THE INPUT:

···

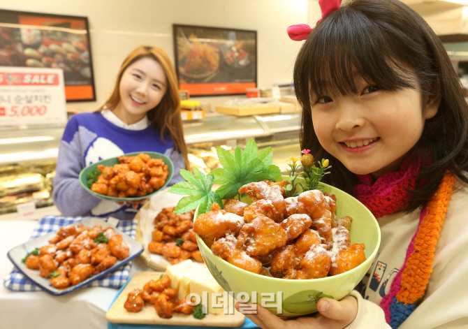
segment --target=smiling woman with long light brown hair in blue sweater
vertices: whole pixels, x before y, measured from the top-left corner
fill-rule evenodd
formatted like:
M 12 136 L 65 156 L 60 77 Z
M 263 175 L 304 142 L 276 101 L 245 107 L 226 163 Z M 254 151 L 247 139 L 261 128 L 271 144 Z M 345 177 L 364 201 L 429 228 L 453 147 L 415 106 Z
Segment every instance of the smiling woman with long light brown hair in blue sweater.
M 114 91 L 102 108 L 73 115 L 57 160 L 52 197 L 66 216 L 90 214 L 132 219 L 141 203 L 113 203 L 83 189 L 80 171 L 92 163 L 129 152 L 159 152 L 174 163 L 169 186 L 183 180 L 187 146 L 180 117 L 175 69 L 159 47 L 141 46 L 120 67 Z

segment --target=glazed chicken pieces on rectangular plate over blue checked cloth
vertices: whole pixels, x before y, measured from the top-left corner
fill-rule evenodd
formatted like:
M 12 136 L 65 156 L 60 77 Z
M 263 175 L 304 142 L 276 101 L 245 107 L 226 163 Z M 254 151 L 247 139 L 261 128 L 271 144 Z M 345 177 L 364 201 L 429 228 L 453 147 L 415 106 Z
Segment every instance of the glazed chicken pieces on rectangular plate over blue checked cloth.
M 39 270 L 41 277 L 50 278 L 54 288 L 66 288 L 111 268 L 117 260 L 127 258 L 129 251 L 122 235 L 113 228 L 68 225 L 41 247 L 38 256 L 30 254 L 26 266 Z

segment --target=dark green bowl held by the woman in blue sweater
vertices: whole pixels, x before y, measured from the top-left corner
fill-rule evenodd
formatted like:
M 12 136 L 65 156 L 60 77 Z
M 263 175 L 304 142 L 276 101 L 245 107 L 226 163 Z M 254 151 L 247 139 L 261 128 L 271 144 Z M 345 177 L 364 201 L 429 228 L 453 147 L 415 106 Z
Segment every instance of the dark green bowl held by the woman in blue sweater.
M 105 159 L 98 161 L 96 163 L 93 163 L 83 170 L 81 170 L 80 173 L 80 183 L 81 186 L 88 191 L 89 193 L 92 193 L 93 196 L 97 196 L 98 198 L 105 199 L 105 200 L 111 200 L 115 202 L 126 202 L 126 201 L 138 201 L 142 200 L 145 198 L 149 198 L 150 196 L 153 196 L 154 194 L 158 193 L 159 191 L 163 191 L 163 189 L 169 184 L 170 180 L 173 179 L 174 175 L 174 164 L 173 161 L 171 161 L 167 156 L 164 154 L 158 153 L 158 152 L 132 152 L 132 153 L 126 153 L 122 154 L 122 156 L 136 156 L 140 153 L 145 153 L 149 154 L 152 159 L 163 159 L 164 163 L 168 166 L 168 179 L 166 180 L 166 184 L 161 187 L 161 189 L 154 191 L 153 193 L 149 193 L 146 196 L 129 196 L 128 198 L 117 198 L 117 196 L 104 196 L 103 194 L 96 193 L 94 191 L 91 191 L 88 187 L 88 174 L 91 173 L 93 170 L 95 170 L 98 165 L 103 165 L 105 167 L 110 167 L 114 166 L 115 164 L 119 163 L 119 160 L 117 159 L 117 156 L 115 158 L 110 158 L 110 159 Z

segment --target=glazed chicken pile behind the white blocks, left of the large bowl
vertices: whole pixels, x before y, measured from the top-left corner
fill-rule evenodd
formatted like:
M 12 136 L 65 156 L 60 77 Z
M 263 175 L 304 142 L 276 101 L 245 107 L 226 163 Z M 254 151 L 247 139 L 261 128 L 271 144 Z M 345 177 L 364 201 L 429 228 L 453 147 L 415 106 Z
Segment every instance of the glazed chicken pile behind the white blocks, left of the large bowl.
M 191 210 L 184 214 L 175 214 L 175 207 L 166 207 L 154 218 L 154 231 L 148 250 L 152 254 L 164 256 L 172 265 L 193 258 L 203 263 L 196 234 L 193 232 L 193 214 Z

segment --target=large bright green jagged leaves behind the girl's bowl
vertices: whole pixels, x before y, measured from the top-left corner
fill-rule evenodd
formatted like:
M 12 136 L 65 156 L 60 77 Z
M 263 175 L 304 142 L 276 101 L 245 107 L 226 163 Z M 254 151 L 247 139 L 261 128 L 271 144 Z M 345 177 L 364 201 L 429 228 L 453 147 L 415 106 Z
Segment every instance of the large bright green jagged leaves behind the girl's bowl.
M 211 210 L 213 203 L 222 208 L 222 199 L 233 198 L 243 185 L 261 180 L 274 180 L 281 176 L 281 170 L 272 164 L 271 147 L 265 147 L 258 152 L 253 139 L 247 142 L 244 150 L 237 147 L 235 152 L 228 152 L 218 147 L 217 154 L 223 168 L 214 169 L 208 175 L 204 175 L 197 168 L 193 168 L 193 174 L 188 170 L 180 170 L 187 182 L 177 183 L 169 189 L 172 193 L 185 195 L 175 207 L 176 214 L 189 212 L 198 205 L 198 214 L 204 214 Z M 214 182 L 221 184 L 216 192 L 212 191 Z

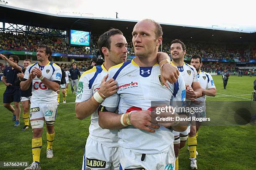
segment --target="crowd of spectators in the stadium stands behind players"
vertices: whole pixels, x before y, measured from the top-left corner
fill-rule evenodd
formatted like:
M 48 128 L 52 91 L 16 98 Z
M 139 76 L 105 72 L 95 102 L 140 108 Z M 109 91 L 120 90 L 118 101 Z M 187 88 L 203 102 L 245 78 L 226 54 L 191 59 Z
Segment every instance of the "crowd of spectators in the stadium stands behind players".
M 83 54 L 93 55 L 97 50 L 97 39 L 98 36 L 92 36 L 91 47 L 79 47 L 70 46 L 65 38 L 62 37 L 51 37 L 45 35 L 25 35 L 25 34 L 14 34 L 10 32 L 0 32 L 0 50 L 28 50 L 36 51 L 39 44 L 49 45 L 54 52 L 58 53 L 69 53 L 69 54 Z M 128 55 L 134 55 L 133 45 L 131 40 L 127 40 Z M 199 54 L 202 58 L 207 59 L 225 59 L 225 60 L 240 60 L 246 62 L 248 60 L 256 59 L 256 47 L 248 47 L 247 45 L 234 45 L 234 44 L 221 44 L 221 43 L 200 43 L 185 41 L 187 47 L 186 58 L 190 58 L 195 54 Z M 163 52 L 170 55 L 170 44 L 163 43 Z M 61 64 L 63 67 L 70 68 L 70 64 Z M 6 65 L 0 65 L 0 72 Z M 77 63 L 77 67 L 80 71 L 86 71 L 90 67 L 90 63 L 82 61 Z M 203 70 L 206 72 L 222 72 L 224 68 L 228 69 L 229 72 L 237 72 L 238 67 L 235 63 L 218 63 L 218 62 L 207 62 L 203 65 Z

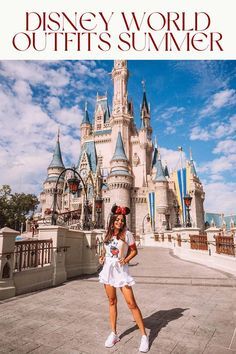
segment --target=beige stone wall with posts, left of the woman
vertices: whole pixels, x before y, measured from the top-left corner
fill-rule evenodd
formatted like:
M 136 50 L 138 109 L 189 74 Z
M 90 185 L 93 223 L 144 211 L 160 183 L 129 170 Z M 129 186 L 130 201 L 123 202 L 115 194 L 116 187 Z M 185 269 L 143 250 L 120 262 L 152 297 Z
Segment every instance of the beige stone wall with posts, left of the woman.
M 40 226 L 38 240 L 52 240 L 52 261 L 43 267 L 14 271 L 14 247 L 18 232 L 0 230 L 0 300 L 62 284 L 82 274 L 96 273 L 97 238 L 101 231 L 77 231 L 60 226 Z

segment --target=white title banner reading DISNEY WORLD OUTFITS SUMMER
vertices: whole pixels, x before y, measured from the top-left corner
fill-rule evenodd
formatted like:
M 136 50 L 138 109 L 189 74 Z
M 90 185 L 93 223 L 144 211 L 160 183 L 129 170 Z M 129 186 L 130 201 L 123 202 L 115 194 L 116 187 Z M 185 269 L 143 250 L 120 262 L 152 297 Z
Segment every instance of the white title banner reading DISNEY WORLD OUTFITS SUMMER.
M 235 59 L 235 1 L 11 0 L 0 59 Z

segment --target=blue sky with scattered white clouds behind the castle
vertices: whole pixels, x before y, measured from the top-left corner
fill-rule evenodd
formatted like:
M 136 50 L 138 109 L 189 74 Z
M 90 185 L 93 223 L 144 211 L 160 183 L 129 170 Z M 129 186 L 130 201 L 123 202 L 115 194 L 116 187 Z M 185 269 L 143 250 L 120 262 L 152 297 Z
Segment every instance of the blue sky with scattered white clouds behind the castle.
M 38 194 L 58 126 L 64 163 L 77 163 L 85 101 L 108 92 L 113 61 L 0 62 L 0 185 Z M 139 127 L 142 80 L 151 105 L 153 137 L 173 169 L 192 149 L 206 192 L 205 209 L 236 212 L 236 61 L 128 62 L 129 97 Z

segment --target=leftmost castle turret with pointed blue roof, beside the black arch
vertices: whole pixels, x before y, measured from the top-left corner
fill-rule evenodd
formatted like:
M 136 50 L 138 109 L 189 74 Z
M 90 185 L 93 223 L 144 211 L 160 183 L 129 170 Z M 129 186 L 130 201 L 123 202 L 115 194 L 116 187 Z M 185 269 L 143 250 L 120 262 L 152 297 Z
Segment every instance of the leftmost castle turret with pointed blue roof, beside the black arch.
M 52 161 L 50 165 L 48 166 L 48 176 L 47 179 L 45 180 L 43 184 L 43 192 L 40 195 L 40 201 L 42 204 L 42 215 L 44 215 L 44 212 L 46 209 L 52 209 L 53 205 L 53 195 L 56 187 L 56 183 L 58 180 L 58 177 L 62 173 L 62 171 L 65 169 L 63 160 L 62 160 L 62 154 L 61 154 L 61 147 L 60 147 L 60 139 L 59 139 L 59 133 L 57 137 L 57 142 L 55 146 L 55 150 L 53 153 Z M 57 196 L 57 207 L 61 207 L 61 200 L 62 200 L 62 192 L 63 192 L 63 186 L 64 186 L 64 176 L 62 175 L 60 177 L 60 180 L 58 181 L 57 185 L 57 191 L 58 191 L 58 196 Z

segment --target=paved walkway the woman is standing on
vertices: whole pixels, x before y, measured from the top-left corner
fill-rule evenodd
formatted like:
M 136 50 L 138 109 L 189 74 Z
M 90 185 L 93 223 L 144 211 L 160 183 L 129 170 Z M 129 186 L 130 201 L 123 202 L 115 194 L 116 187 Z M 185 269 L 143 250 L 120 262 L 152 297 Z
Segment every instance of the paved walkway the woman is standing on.
M 150 353 L 236 353 L 236 278 L 144 248 L 130 271 Z M 0 353 L 133 354 L 140 334 L 118 292 L 121 341 L 104 348 L 108 304 L 96 276 L 0 302 Z

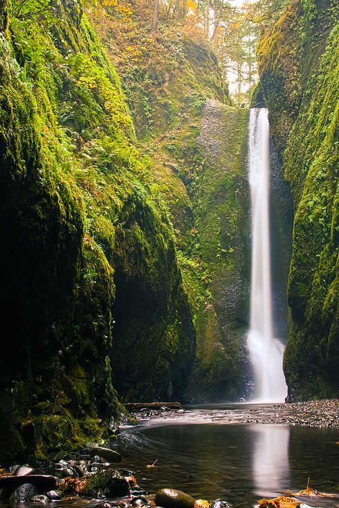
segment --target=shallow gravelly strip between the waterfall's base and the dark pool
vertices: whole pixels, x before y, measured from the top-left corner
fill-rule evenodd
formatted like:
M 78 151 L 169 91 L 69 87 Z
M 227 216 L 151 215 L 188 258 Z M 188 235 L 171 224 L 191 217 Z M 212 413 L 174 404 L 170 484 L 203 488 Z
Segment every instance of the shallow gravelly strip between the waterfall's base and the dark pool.
M 286 424 L 339 428 L 339 399 L 311 400 L 288 404 L 229 404 L 226 406 L 183 406 L 134 413 L 139 424 Z

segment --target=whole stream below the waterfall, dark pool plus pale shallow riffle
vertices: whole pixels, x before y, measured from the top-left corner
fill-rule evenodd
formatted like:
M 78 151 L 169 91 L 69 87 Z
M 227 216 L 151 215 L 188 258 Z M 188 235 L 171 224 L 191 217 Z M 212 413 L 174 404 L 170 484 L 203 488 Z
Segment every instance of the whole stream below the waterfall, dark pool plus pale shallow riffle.
M 324 424 L 331 408 L 338 413 L 338 402 L 321 403 L 322 426 L 314 426 L 318 421 L 314 411 L 312 420 L 309 417 L 313 426 L 291 424 L 293 407 L 299 411 L 295 421 L 307 424 L 300 415 L 306 419 L 306 408 L 311 411 L 316 404 L 190 406 L 150 417 L 145 412 L 138 426 L 122 427 L 118 437 L 122 462 L 112 467 L 132 471 L 148 494 L 172 487 L 196 499 L 221 498 L 235 508 L 254 507 L 264 497 L 291 495 L 288 489 L 293 493 L 305 489 L 309 478 L 309 487 L 332 496 L 300 500 L 312 507 L 339 508 L 339 425 L 336 420 Z M 285 419 L 290 424 L 270 423 Z M 147 467 L 151 464 L 154 467 Z M 71 495 L 53 504 L 94 508 L 98 500 Z M 13 506 L 0 501 L 0 508 Z

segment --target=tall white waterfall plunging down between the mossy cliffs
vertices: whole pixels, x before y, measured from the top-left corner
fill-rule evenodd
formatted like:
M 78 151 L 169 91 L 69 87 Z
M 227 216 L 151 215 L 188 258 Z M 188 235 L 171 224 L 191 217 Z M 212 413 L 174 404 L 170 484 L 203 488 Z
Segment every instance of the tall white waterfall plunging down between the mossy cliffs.
M 257 402 L 284 402 L 284 346 L 273 337 L 270 261 L 270 127 L 267 110 L 250 110 L 250 191 L 252 203 L 252 277 L 248 350 L 255 370 Z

···

YOUR OBJECTIVE:
Would you print exactly, and only, the lines of the data above from the line with "Segment every instance of the glazed chicken pile" through the line with "segment --target=large bright", inclusive?

ANSWER SECTION:
Segment every instance of the glazed chicken pile behind the white blocks, left of the large bowl.
M 191 210 L 184 214 L 175 214 L 175 207 L 166 207 L 154 218 L 154 231 L 148 250 L 152 254 L 164 256 L 172 265 L 193 258 L 203 263 L 196 234 L 193 232 L 193 214 Z

segment --target=large bright green jagged leaves behind the girl's bowl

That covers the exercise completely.